**Work required:** Output every entry exactly, from the first line to the last.

**Raw records:**

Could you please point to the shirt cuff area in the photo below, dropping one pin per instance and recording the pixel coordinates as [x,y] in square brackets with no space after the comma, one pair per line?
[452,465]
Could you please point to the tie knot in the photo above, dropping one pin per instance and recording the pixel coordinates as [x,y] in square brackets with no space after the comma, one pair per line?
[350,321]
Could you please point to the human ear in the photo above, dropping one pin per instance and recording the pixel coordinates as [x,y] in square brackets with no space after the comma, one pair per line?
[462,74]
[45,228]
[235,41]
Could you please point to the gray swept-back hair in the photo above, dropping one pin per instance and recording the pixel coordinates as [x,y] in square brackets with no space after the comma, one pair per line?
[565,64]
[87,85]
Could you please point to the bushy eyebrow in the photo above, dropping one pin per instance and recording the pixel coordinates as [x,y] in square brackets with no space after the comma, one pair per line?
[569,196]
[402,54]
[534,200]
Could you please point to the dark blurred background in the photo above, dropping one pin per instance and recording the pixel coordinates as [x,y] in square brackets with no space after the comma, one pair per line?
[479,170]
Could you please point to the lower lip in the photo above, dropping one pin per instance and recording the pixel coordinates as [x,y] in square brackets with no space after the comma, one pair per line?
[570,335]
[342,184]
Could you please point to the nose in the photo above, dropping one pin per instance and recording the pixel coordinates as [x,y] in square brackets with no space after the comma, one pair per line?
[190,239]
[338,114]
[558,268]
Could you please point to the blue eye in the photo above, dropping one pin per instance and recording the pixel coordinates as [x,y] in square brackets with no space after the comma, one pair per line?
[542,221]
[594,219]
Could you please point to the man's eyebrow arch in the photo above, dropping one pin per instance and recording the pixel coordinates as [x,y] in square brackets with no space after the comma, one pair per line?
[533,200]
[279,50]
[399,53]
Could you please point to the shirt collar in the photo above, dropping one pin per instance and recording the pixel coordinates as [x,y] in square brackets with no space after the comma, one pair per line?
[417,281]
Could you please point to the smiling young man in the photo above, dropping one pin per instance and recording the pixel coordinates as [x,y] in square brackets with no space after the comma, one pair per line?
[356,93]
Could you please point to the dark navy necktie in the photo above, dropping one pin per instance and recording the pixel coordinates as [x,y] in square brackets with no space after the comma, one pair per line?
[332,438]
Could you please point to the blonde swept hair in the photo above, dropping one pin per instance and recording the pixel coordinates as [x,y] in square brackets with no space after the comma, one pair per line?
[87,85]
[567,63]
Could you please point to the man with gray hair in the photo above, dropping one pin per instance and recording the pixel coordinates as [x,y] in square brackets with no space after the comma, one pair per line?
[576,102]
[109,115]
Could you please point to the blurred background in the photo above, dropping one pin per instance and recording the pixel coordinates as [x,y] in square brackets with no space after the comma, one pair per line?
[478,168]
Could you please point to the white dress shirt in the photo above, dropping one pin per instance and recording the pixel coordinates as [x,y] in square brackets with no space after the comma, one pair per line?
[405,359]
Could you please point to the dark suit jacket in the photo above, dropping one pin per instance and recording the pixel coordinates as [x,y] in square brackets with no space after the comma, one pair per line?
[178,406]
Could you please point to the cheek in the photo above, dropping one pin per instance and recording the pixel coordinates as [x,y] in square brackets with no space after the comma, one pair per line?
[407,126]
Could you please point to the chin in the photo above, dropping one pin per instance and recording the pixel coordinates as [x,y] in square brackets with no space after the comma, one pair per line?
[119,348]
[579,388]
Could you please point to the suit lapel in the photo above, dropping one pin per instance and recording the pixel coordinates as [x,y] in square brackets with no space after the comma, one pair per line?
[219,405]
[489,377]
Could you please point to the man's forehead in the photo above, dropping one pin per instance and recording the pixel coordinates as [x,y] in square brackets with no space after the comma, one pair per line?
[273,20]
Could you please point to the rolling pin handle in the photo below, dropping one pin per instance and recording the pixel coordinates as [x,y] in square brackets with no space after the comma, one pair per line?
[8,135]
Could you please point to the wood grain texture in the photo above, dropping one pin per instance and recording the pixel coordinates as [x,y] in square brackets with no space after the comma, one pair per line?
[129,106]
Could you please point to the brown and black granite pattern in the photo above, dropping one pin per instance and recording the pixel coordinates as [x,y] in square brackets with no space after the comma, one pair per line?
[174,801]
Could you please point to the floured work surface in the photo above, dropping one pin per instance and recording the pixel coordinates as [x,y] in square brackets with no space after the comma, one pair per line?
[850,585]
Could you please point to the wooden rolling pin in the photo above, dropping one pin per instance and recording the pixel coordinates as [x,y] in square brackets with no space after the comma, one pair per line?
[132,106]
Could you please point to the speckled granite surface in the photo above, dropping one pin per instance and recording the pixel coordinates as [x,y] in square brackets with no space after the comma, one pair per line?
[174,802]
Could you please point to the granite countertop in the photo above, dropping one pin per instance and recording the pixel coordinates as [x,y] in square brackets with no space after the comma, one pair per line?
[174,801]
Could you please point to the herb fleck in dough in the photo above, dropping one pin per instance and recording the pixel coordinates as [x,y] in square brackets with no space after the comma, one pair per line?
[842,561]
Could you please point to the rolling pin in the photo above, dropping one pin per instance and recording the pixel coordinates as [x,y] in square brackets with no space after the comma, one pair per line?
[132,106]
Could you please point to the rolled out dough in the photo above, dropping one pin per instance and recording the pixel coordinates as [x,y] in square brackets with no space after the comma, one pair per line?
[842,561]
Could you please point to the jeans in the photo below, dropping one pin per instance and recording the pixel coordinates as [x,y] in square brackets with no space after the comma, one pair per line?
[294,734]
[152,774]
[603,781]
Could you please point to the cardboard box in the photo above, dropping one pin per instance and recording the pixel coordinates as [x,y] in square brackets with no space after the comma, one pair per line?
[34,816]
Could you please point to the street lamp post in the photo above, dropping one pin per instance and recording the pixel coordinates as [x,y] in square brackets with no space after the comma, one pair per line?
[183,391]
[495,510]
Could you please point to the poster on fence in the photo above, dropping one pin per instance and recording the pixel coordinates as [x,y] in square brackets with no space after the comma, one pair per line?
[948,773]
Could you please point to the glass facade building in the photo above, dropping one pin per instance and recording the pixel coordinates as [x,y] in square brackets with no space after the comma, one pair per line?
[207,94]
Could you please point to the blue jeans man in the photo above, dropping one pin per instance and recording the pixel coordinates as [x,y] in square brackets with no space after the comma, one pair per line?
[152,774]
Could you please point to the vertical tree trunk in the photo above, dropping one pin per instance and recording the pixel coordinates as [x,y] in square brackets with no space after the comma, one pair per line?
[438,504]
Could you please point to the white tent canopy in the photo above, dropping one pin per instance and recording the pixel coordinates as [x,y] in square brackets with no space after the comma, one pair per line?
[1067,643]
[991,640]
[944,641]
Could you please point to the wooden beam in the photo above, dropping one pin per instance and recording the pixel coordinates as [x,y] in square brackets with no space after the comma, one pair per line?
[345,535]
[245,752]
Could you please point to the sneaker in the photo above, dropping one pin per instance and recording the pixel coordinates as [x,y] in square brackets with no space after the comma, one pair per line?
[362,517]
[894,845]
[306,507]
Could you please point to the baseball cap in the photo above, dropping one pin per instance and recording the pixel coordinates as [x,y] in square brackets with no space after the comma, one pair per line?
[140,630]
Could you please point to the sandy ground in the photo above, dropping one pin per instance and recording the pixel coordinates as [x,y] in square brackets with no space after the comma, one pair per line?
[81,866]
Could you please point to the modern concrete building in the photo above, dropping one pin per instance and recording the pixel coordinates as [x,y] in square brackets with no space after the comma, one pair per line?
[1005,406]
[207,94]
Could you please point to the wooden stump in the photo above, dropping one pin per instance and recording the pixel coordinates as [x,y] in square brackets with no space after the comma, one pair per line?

**Answer to the problem:**
Could you please point to the shirt cuff area in the photo below, dropping one pin per instance and recording the pixel coordinates as [x,y] in square brackets with no space after the comma, one pair per line?
[452,465]
Could you please point to the tie knot in the photo above, dropping one pin per instance and recording the pixel coordinates as [x,y] in square brackets with no space after the comma, one pair per line?
[350,321]
Could you please point to the human ear in the photo above, dropping one pin per instance and recording the pixel coordinates as [x,y] in square brackets with no space after the comma, one pair per line?
[462,74]
[45,228]
[235,41]
Could you please point to the gray swept-back hair in the photo above, dropping one pin per instance and recording the pixel coordinates as [x,y] in square brackets with no space after the comma, one pair per line?
[565,64]
[87,85]
Could you please point to the bushy eyebrow in the photo above, dropping one pin per instance and recording the pixel coordinates as [x,y] in square brackets with no space after the comma, one pair per line?
[569,196]
[402,54]
[534,200]
Could you please point to the dark blurred background in the photo above, dropping one pin per instance and recording the pixel coordinates as [x,y] in square brackets with no space after the comma, one pair per line?
[479,170]
Could you please point to the lower lip in the photo above, dropping one pin per instance and recording the pixel coordinates as [x,y] in square brackets with no space after the comma, one pair per line?
[570,335]
[342,184]
Could you please point to the nose in the photo above, dropping one pin per instance and recording the pixel coordinates as [x,y] in square brackets with no space after the comma, one pair per line?
[190,239]
[338,114]
[558,268]
Could you please point to the blue eye in the photo above, dropping one pin per instance and recording the pixel coordinates as [x,y] in square brackets with no space after the comma, one pair per line?
[542,221]
[594,219]
Could you please point to the man's eyebrow arch in the photo above, dropping one pin per instance and recording the pixel coordinates as [x,y] in square brackets with no space after the comma, one pair per line?
[533,200]
[279,50]
[399,53]
Could you please point to the shirt collar in the photo above, dropping one pin per instance and recording the pixel coordinates as [x,y] in square brackets with no space after the comma, one pair per line?
[417,281]
Could you please point to the smiling young man in the photo above, dropping one pin per instance and recording the pixel coordinates as [x,y] in square brackets with no space after the comma, one pair per line?
[356,93]
Could you please point to the dark navy necktie in the photo above, dropping one pin per instance and recording the pixel coordinates as [x,y] in square brackets with no space after the comma, one pair per line?
[332,438]
Could you please point to the blonde swept hair in the photo above, dropping one pin per instance and recording the pixel coordinates as [x,y] in square brackets with no space after the comma, one pair per line?
[87,85]
[567,63]
Could you please point to the man with gray hair in the photo above, dropping one pin per instance and recording the pixel coordinates as [x,y] in square brackets with no space after the comma, one pair per line?
[576,102]
[109,115]
Could you please point to the blurred background in the photo above, dropping one pin per instance and recording the pixel coordinates as [x,y] in square brackets with no space after the comma, one pair per line?
[478,168]
Could you please point to the white dress shirt in the photo above, dropping one pin per instance and recording the pixel coordinates as [x,y] in square brackets with no space after the comma, one pair per line?
[405,359]
Could you please point to the dark suit jacket in the photo above, dropping one pin per instance and recording the pixel coordinates as [x,y] in square brackets with no space after the comma, one pair per line?
[178,406]
Could you please point to the cheek in the photo above, dropping one pin per instance and recording the pixel coordinates as [x,y] in square brackets with no space after the comma, one pair per line?
[407,126]
Could you please point to the chin in the photo above, dropping one pin per instance and recording the pixel coordinates as [x,y] in square brackets with no space after the comma, one pair per line?
[119,348]
[579,388]
Could you please point to the suit lapel in the photo above, dropping one pin per instance and recording the pixel coordinates as [x,y] in square brackets with no space after the comma, one pair per line?
[219,405]
[489,377]
Could you please point to the man's forehead in the photo above, dropping one pin per instance and recording the pixel coordinates as [x,y] in square brackets with no space after the comma, one pair per line?
[273,20]
Could you please point to the rolling pin handle in the photo below, dropping one pin per instance and recording the pixel coordinates as [x,y] in square brackets with no space after the comma, one pair per line?
[8,135]
Could you please point to the wood grain texture in the photo above, dropping one pin per instance and recording the pixel coordinates as [x,y] in square brackets with no space after the comma, one pair per line?
[129,106]
Could you please point to the brown and black granite pattern in the photo above, dropping one pin per instance and recording the pixel coordinates as [x,y] in square brackets with no space after the comma, one pair per line?
[174,801]
Could you please point to the floured work surface in the photo above, dropping one pin per instance and recording the pixel coordinates as [x,y] in square brackets with no space after the comma, one pair per line?
[850,585]
Could you please point to the wooden rolling pin in the photo above, dropping one pin per instance and recording the pixel coordinates as [x,y] in square brackets with no space after the comma, one pair per line?
[132,106]
Could you please point to the speckled granite surface in the photo above, dropping one pin per instance and recording the pixel coordinates as [x,y] in square brackets with no space after the comma, one pair per line?
[174,802]
Could you please point to the granite countertop in the photo above, dropping one pin per instance and recording the pixel coordinates as [x,y] in square brackets with no space after the comma, one pair per line?
[174,801]
Could you please point to the herb fleck in dough in the photo above, dropping one pin per instance and recording the pixel coordinates as [x,y] in square brackets with no space after the comma, one pair per line?
[842,561]
Could you please point to the rolling pin in the photo above, dropping one pin per instance and recording the pixel coordinates as [x,y] in square brackets with no space after the comma, one pair per line?
[132,106]
Could you please point to the rolled out dough in the photo above, dropping one pin per instance and recording the pixel coordinates as [x,y] in square brackets with no space after the comma, one pair per line?
[842,561]
Could you please point to the jeans in the photo below, dropping one pin per instance and recording the pixel coordinates as [x,y] in square brackets with no space after the comma, one pair per line?
[294,734]
[152,774]
[603,781]
Could you please point to the cardboard box in the photo above, dropping one pin per instance and recording the pixel coordinates as [x,y] in square brackets with no space after the comma, one pair per line?
[34,816]
Could you please point to the street lamp post in the photo above, dropping one pin per instance and recording the pixel coordinates as [x,y] in square brackets with no space after the comma, one pair per line?
[183,391]
[495,510]
Could you please point to the poster on fence in the photo above, dropping one pin per instance and recording the pixel coordinates as [x,y] in square brackets with no space after the comma, one pair per line?
[948,773]
Could you please point to the glass facade building in the photo above, dropping one pin per instance and recording the pixel coordinates as [x,y] in square brackets with no space after the comma, one pair per line?
[207,94]
Could you please point to the blue jeans man in the photo above, dropping one pin per instance and recording the pixel coordinates as [x,y] in square brackets with no space after the comma, one pair per line?
[152,774]
Could you please point to the vertical tree trunk in the photo above, dropping one pin per instance and recording the pixel coordinates as [x,y] in square brackets with no space after the comma, one pair per line?
[438,504]
Could you please point to the white tent canopy in the photo above, dropping one pin per instance and recording the pixel coordinates as [x,y] in square brackets with no space after the comma, one pair per line?
[1067,643]
[991,640]
[944,641]
Could you please point to the wooden beam in the photo above, dropping one pin per instance and recording the pixel coordinates as [x,y] in square brackets with no space after the comma, one pair per line?
[345,535]
[245,752]
Could you please point to the sneaker in the photo above, dropping one pin per instance and recording the pixel coordinates as [x,y] in square brackets with no space after the comma, one pair per line?
[362,517]
[894,845]
[306,507]
Could you please point to the baseball cap in the photo above, dropping one pin per instance and recording the pixel coordinates as [x,y] in square brackets with no space after the comma, one pair per line?
[140,630]
Could you please point to the sandy ground in the photo above, dropping one pin per instance and recording the pixel coordinates as [x,y] in square brackets with no space after the comma, one pair per line?
[81,866]
Could you please point to the modern concrete building in the photo above, dropping one pin per instance and recording the pixel coordinates as [x,y] in square brackets with no space after the comma, one pair per line?
[1005,406]
[207,94]
Could you please point to the wooden stump in the photo above, dropping one pin per instance and recording the pixel coordinates as [x,y] in square brackets with no space after the comma, one pair per line?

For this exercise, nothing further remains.